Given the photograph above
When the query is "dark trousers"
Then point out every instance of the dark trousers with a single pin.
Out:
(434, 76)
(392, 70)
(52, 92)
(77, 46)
^^^^^^^^
What is required. Convert the records above into a two-column CSV with the headers query_text and response, giving one row per record. Place each record's text and its answer in separate quoted fields, and replace any line breaks with spaces.

Complete output.
query_text,response
"Given the photograph above When the query is ""dark trousers"" Then point out every instance of the dark trousers with a single pin. Out:","(434, 76) (392, 70) (52, 92) (77, 46)"